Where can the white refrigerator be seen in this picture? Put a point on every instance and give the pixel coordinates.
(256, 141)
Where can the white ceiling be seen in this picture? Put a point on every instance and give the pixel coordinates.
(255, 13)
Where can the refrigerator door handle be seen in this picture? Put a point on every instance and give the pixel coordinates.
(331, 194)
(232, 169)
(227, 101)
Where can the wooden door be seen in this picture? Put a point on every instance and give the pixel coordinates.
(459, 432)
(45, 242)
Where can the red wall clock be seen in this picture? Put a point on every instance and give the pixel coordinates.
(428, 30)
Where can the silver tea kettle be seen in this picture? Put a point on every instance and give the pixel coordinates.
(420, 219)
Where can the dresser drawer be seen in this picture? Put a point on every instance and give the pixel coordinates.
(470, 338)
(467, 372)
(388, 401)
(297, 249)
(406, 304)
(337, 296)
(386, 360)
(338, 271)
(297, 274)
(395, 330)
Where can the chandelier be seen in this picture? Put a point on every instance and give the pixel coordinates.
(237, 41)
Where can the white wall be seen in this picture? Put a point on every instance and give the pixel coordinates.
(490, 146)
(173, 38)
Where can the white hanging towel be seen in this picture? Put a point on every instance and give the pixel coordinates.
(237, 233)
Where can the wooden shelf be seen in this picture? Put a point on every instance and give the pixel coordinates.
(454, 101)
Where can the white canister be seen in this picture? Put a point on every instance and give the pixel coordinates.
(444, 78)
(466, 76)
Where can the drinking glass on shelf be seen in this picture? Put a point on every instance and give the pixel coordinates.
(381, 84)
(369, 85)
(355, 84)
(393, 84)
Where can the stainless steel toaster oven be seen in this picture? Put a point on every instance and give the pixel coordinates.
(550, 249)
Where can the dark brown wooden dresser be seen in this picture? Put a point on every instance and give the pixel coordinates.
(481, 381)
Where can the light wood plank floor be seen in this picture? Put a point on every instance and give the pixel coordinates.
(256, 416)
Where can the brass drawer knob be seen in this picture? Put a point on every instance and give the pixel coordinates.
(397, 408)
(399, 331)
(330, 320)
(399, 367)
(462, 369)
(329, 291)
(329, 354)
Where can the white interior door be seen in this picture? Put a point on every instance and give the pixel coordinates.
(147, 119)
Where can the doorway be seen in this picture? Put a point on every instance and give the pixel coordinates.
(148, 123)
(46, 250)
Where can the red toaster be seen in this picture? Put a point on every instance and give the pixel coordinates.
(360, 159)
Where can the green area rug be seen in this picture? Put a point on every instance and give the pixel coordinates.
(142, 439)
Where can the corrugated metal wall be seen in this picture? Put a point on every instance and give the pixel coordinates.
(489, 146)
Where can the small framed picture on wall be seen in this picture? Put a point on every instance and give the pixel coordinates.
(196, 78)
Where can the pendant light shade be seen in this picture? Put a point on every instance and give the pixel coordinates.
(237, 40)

## [What the task asks]
The response should be an exact repeat of the data above.

## [Reply]
Where can the white refrigerator be seen in this picture? Put a point on every instance and give the pixel coordinates.
(256, 141)
Where can the white ceiling be seen in this picture? Put a point on every instance and give the pixel coordinates.
(255, 13)
Where can the refrigerator door handle be seen in this picture? Put a point on every instance and give the pixel coordinates.
(331, 194)
(232, 169)
(227, 101)
Where can the wooden door be seen in this picture? Put a point on every instance and give the pixel coordinates.
(459, 432)
(45, 242)
Where can the red wall clock be seen in this picture? Put a point on every instance and give the pixel coordinates.
(428, 30)
Where can the silver tea kettle be seen in this picture? Put a point on every instance and give the pixel coordinates.
(420, 219)
Where can the dresser drawer be seen in this picture? Put a point on every instance and give the pixel coordinates.
(470, 338)
(467, 372)
(388, 401)
(297, 249)
(406, 304)
(337, 296)
(386, 360)
(338, 271)
(297, 274)
(395, 330)
Where can the chandelier be seen in this picture? Put a point on every instance and give the pixel coordinates.
(237, 41)
Where can the white wall be seen in this picture? Put a point on every instance and give the pixel coordinates.
(490, 146)
(173, 38)
Where can the white hanging towel be seen in this picture? Put a point on every instance and give the pixel coordinates.
(237, 233)
Where can the wooden shelf be seen in this picture? Put a point on every instance and give the pixel coordinates.
(454, 101)
Where can the white canister be seen in this picture? Put a point on every instance and give the pixel coordinates.
(444, 78)
(466, 76)
Where can the drinking glass on shelf be seen in this picture? Put a point on every instance and give the pixel coordinates.
(381, 84)
(369, 85)
(355, 84)
(393, 84)
Where can the stainless steel toaster oven be seen in this picture? Put a point on every instance and give the pixel coordinates.
(550, 249)
Where can the dark brown wooden dresser be seen in this picture? Put a point on every instance and give the pixel coordinates.
(481, 381)
Where can the light wood plank floor be seen in this picture? Put a point on every instance and give the pixel coordinates.
(256, 416)
Where can the brass drawer knob be seen in this picture? Put a point on every instance and give the pixel coordinates.
(397, 408)
(399, 331)
(330, 320)
(399, 367)
(462, 369)
(329, 291)
(329, 354)
Where can the white interior door be seen in this picture? Put a point on every instance and give the pixel coordinates.
(147, 119)
Where can the doorway be seen in this picture? Put a point on every instance and give the pixel coordinates.
(148, 123)
(46, 250)
Where can the red toaster be seen in this picture? Put a point on every instance and give the pixel coordinates.
(360, 159)
Where can the green area rug be seen in this picture? Put a point on every instance and give the pixel coordinates.
(142, 439)
Where can the corrugated metal wall be seen in this picture? Put a point on every instance and give the pixel coordinates.
(489, 146)
Where can the small framed picture on wall be seen in this picture? Put a point on every instance and give the pixel coordinates.
(196, 78)
Where can the pendant light shade be seen in this picture? Put a point on every instance and give the pixel coordinates.
(237, 40)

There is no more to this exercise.